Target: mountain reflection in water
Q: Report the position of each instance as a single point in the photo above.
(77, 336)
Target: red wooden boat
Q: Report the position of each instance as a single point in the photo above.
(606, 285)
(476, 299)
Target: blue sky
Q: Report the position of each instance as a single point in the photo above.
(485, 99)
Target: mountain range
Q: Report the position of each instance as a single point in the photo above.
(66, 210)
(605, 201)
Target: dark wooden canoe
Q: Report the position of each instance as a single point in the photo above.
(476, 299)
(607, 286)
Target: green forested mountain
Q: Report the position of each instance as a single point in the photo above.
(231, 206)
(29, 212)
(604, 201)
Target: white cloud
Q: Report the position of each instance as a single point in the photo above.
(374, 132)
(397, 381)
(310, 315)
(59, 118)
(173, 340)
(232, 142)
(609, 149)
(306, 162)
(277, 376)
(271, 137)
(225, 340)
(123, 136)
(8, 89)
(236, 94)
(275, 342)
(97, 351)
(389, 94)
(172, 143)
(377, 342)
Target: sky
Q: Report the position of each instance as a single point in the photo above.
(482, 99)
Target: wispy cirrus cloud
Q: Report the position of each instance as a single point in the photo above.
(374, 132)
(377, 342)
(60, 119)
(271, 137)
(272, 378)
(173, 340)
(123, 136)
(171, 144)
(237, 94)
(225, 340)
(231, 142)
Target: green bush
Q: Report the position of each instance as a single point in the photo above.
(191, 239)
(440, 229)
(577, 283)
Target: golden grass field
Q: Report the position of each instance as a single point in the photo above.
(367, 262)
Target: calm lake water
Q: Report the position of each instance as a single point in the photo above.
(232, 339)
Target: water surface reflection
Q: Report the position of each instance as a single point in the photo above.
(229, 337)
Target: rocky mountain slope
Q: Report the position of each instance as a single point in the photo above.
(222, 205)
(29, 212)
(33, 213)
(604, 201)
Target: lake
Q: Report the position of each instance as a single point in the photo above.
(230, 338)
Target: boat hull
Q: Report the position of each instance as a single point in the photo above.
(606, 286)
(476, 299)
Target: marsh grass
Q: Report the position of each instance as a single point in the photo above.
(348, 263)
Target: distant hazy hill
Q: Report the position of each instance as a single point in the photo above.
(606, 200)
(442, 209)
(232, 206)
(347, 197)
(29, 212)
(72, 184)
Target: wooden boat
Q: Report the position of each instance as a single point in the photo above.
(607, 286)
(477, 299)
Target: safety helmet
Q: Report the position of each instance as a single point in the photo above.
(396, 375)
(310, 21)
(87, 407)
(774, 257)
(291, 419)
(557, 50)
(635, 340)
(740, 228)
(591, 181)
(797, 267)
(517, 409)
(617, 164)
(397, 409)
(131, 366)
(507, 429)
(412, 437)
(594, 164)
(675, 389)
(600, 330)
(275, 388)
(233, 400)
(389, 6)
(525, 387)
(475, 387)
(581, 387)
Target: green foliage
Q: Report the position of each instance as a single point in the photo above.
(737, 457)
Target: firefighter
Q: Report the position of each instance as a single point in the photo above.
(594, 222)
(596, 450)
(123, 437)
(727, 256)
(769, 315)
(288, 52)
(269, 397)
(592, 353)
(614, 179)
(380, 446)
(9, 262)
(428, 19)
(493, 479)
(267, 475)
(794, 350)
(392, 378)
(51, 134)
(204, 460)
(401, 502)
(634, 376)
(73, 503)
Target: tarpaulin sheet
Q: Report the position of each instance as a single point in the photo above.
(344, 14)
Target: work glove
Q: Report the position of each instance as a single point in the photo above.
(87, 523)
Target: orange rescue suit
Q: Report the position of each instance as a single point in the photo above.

----------

A copy of each line above that holds the word "boat" is the expected answer.

▸ Reply:
Target: red wooden boat
Target: boat hull
Target: wooden boat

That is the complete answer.